### Tasks:
• a. Could you write out the cerebral ischemia passage, starting with "Apoptosis is a" and going on through "cell apoptosis (5,70).", swapping "calcium ion" for "potassium ion"?
• b. What would come next in the cerebral ischemia passage? Write the part that follows its final sentence.

### Document section:
Apoptosis is a relatively ordered, delayed energy-dependent cell death process. Following cerebral ischemia, due to the collateral circulation blood supply in the area surrounding the necrotic region, the degree of ischemia is lower compared with the central area, there is provision of a partial energy supply, and cell damage is relatively slight (68). Reperfusion injury can produce calcium ion imbalance, endoplasmic reticulum and mitochondrial dysfunction, and enhanced peroxidation, which leads to DNA damage (69). Moreover, a large degree of reperfusion injury can initiate cell apoptosis (5,70).

The present results suggested that the negative enhancement areas of T2WI in the cerebral ischemic area are primarily concentrated around the infarction in the MCAO + ferumoxytol group. Immunohistochemical staining results showed a large number of activated microglia in these negative enhancement areas, with positive iron particles visible in the microglia. Furthermore, TUNEL staining results identified a large number of apoptotic cells in these areas, indicating that apoptosis and the activation of microglia occur consistently 24–72 h after cerebral ischemia-reperfusion. Moreover, the MRI T2WI-enhanced region signal ratio results suggested that the signal was lowest 24 h after reperfusion, and the degree of microglial cell activation and apoptosis were highest at this time point. Thus, the present results suggested that ferumoxytol-enhanced MRI may be used as an effective strategy to monitor the inflammatory response in the acute stage of cerebral ischemia-reperfusion injury. It was demonstrated that there is a peak in the inflammatory response at 24 h after cerebral ischemia-reperfusion, which was accompanied by a peak of apoptosis. Thus, the activation of the inflammatory response after cerebral ischemia-reperfusion injury is consistent with apoptosis.

### Dataset content:
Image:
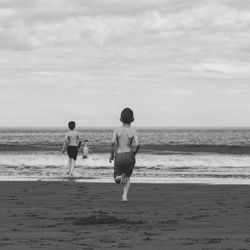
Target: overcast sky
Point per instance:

### Numbered answers:
• a.
Apoptosis is a relatively ordered, delayed energy-dependent cell death process. Following cerebral ischemia, due to the collateral circulation blood supply in the area surrounding the necrotic region, the degree of ischemia is lower compared with the central area, there is provision of a partial energy supply, and cell damage is relatively slight (68). Reperfusion injury can produce potassium ion imbalance, endoplasmic reticulum and mitochondrial dysfunction, and enhanced peroxidation, which leads to DNA damage (69). Moreover, a large degree of reperfusion injury can initiate cell apoptosis (5,70).

• b.
However, there are several limitations to the present study. Firstly, the T2WI signal ratio was used to evaluate the level of iron consumed by cells, but SWI is the most sensitive and non-invasive method for iron quantification (71). However, the mouse brain tissue voxels used in the present study are small, and thus we failed to obtain satisfactory SWI images on 3T machines. In addition, the weak linear correlation is due to the fact that cells that internalize USPIO are primarily activated macrophages. However, there are other cell types involved, and parts of USPIO that are not engulfed reach the site directly via the damaged blood-brain barrier. In addition, previous studies have shown that USPIO in the cell stroma prove to be difficult to stain using Prussian blue (72): A technique that was used in the present study. Moreover, the T2WI scanning plane may not be identical to the IBA1 immunohistochemical iron counterstain section, and due to the heterogeneity of microglial cell distribution, the proportion of positive cells obtained in this plane cannot fully represent the overall situation of the lowest signal area. In addition, while no visible hemorrhage foci are found upon MRI scanning, HE detection showed that some mice had gastric hemorrhage. Therefore, these factors may explain why the lowest signal ratio in the subsequent MR T2WI and the positive cell ratio were not correlated.

Collectively, the present results suggested that ferumoxytol-enhanced MRI may reflect the activation of microglial cells in brain tissue 24–72 h after cerebral ischemia-reperfusion in vivo. Thus, the present results may provide a useful imaging method to observe the inflammatory response after cerebral ischemia. Moreover, the histological examination results indicated that the dynamic changes of microglial cell activation and apoptosis are highly consistent; therefore, further studies are required to investigate the pathological changes, diagnosis and treatment of cerebral ischemia.